A block of data
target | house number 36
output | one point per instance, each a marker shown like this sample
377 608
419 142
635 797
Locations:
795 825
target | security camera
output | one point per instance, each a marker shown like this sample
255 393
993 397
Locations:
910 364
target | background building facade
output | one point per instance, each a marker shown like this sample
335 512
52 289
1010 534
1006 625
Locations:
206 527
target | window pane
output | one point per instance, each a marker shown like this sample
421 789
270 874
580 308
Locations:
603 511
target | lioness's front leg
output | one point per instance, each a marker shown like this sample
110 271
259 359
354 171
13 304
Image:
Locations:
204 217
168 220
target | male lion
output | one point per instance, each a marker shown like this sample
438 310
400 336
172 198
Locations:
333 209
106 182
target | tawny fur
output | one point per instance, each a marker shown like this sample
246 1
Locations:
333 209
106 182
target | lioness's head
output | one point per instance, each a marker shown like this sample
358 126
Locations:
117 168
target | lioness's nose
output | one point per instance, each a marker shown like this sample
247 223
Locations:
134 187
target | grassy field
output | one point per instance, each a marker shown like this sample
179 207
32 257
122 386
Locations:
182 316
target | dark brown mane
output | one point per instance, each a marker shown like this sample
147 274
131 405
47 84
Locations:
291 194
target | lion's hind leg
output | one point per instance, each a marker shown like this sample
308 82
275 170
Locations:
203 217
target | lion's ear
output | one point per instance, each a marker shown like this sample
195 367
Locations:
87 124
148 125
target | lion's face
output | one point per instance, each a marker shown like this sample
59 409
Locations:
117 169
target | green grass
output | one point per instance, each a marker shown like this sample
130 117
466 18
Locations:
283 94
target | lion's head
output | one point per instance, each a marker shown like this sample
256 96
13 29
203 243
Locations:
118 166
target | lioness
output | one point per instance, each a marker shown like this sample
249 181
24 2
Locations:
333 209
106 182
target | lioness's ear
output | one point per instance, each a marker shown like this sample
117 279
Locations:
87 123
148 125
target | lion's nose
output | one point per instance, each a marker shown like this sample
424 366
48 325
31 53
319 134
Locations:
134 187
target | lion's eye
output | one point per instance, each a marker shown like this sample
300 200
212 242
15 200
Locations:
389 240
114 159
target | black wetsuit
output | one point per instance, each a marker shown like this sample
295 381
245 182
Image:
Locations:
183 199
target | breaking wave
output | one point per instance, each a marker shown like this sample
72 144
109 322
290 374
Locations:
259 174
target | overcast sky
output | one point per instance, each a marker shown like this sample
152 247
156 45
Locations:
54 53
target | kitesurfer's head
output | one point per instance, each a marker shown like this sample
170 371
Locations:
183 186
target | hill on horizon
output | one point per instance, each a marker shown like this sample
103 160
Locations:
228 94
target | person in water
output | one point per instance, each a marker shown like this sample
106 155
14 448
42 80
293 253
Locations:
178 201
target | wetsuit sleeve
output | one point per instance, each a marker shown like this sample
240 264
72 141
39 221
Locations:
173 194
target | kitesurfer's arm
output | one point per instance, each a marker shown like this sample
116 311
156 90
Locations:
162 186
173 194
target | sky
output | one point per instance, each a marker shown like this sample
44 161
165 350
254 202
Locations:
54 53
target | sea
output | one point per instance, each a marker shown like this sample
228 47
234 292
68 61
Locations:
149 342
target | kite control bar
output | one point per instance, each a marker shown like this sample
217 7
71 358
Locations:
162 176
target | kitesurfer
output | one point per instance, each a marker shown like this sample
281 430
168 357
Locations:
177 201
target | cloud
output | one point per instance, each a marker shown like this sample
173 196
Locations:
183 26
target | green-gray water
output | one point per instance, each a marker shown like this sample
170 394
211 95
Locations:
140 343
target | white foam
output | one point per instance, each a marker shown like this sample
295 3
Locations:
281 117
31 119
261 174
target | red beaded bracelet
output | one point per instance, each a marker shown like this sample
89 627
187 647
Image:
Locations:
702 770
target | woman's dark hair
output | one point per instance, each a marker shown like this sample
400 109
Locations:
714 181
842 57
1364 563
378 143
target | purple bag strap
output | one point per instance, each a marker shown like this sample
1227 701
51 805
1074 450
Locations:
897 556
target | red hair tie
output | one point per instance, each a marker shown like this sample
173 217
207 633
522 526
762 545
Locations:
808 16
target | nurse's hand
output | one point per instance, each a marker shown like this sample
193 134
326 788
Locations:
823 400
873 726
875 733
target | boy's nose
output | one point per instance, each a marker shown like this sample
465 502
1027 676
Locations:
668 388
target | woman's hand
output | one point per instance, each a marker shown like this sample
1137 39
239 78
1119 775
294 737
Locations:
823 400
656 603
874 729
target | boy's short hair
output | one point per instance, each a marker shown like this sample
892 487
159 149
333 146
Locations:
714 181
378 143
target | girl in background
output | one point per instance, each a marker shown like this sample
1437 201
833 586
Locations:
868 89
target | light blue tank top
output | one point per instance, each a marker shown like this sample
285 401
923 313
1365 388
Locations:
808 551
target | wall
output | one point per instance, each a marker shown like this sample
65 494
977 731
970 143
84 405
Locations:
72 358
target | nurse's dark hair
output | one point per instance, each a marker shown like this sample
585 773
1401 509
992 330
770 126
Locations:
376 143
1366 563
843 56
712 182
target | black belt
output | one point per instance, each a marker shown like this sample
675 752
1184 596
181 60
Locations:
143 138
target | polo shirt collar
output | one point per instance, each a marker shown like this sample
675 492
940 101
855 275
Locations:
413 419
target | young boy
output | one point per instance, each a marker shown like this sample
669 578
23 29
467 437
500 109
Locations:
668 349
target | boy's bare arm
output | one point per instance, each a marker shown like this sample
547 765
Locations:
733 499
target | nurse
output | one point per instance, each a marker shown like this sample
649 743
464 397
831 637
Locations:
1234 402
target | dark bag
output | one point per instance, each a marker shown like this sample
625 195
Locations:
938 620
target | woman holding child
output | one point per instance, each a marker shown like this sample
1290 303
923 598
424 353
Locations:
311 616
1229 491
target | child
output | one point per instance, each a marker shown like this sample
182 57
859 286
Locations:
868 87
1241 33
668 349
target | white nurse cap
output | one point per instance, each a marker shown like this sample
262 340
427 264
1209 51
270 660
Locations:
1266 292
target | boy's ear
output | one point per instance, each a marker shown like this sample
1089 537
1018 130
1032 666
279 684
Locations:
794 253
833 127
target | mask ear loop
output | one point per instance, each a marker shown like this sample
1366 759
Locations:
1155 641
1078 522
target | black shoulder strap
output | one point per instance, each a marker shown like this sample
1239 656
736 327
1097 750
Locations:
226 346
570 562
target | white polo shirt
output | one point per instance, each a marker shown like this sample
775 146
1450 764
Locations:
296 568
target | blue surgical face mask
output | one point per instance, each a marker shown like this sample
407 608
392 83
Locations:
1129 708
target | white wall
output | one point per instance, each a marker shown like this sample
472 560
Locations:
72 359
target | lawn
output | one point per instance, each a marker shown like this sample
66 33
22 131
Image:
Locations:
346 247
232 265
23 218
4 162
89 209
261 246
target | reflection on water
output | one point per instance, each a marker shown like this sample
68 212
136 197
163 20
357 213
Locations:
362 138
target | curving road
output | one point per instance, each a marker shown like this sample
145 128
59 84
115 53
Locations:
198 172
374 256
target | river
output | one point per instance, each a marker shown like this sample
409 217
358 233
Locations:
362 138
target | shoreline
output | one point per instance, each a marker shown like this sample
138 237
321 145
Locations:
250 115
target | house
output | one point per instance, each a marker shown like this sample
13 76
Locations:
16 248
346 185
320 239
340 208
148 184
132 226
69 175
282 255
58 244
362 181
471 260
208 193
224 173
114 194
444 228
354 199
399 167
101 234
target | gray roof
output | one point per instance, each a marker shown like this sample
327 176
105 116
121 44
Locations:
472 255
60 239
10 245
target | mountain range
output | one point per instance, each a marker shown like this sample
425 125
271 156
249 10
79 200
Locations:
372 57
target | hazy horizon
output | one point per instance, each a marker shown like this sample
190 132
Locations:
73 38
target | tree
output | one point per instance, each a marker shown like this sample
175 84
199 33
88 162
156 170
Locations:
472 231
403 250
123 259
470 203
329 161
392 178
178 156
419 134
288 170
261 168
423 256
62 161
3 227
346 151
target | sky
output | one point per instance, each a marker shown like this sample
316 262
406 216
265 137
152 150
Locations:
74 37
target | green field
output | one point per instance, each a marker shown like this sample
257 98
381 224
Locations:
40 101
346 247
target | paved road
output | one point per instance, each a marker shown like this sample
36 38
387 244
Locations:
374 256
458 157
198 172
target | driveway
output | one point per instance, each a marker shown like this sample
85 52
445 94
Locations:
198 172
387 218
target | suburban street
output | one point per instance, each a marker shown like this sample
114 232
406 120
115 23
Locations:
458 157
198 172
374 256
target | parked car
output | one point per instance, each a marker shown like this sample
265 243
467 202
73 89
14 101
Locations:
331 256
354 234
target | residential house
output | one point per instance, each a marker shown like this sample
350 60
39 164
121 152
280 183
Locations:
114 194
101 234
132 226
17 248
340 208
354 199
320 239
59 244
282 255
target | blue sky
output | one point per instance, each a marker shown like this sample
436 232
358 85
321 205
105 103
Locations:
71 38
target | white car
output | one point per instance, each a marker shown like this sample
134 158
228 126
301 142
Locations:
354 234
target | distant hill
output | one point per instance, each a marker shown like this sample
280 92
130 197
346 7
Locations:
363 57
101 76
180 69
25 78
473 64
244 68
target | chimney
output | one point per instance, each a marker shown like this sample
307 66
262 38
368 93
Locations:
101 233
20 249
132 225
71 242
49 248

Task — Output exactly the lines above, from the one holding "target | gray roof" through the end of the data, including the first and last.

Output —
target | gray roof
output | one point per instance, each a marker shown like this sample
327 176
105 116
121 44
Locations:
472 255
60 239
10 245
target | mountain range
output | one point per instance, each a marker shown like this sample
425 125
271 156
249 10
79 200
Locations:
372 57
target | hazy horizon
output | one point per instance, each a marker shown like this sample
190 132
Locations:
73 38
target | tree
output | one point per instance, each a marker shown like this sample
175 84
199 33
88 162
156 170
Locations:
472 231
403 250
123 259
470 203
329 161
392 178
178 156
419 134
288 170
261 168
423 256
62 161
3 227
346 151
target | sky
output | one point per instance, each a marker shown like this sample
316 262
406 216
265 137
152 150
Locations:
74 37
target | green field
output | one point per instance, each a marker shown like this sample
257 98
381 224
Locations:
40 101
346 247
target | paved road
output | one point per instance, each a marker shown like this sample
36 38
387 244
Locations:
374 256
458 157
198 172
target | driveway
output | one point per instance, each a marker shown like this sample
85 52
445 94
Locations:
198 172
387 218
target | suburban street
output | one point per instance, each a marker shown like this sample
114 232
406 120
115 23
Locations:
458 157
198 172
374 256
target | parked car
output | one point per instance, each a marker shown like this sample
265 243
467 202
73 89
14 101
Locations:
331 256
354 234
target | residential house
output | one point per instance, each a marker shown like this sample
350 60
39 164
121 152
280 183
Locations:
114 194
101 234
132 226
17 248
340 208
354 199
320 239
59 244
282 255
target | blue sky
output | one point per instance, each a marker shown like this sample
436 232
358 85
321 205
105 103
Locations:
71 38
target | white car
output | one point per instance, each a marker shown like this sample
134 158
228 126
301 142
Locations:
354 234
target | distant hill
output | one point per instance, each a marker shown like this sample
280 92
130 197
346 7
Locations:
363 57
101 76
180 69
25 78
473 64
244 68
target | chimney
output | one point per instance, each a marker shown like this sample
307 66
262 38
368 93
Locations:
101 233
20 249
132 225
71 242
49 248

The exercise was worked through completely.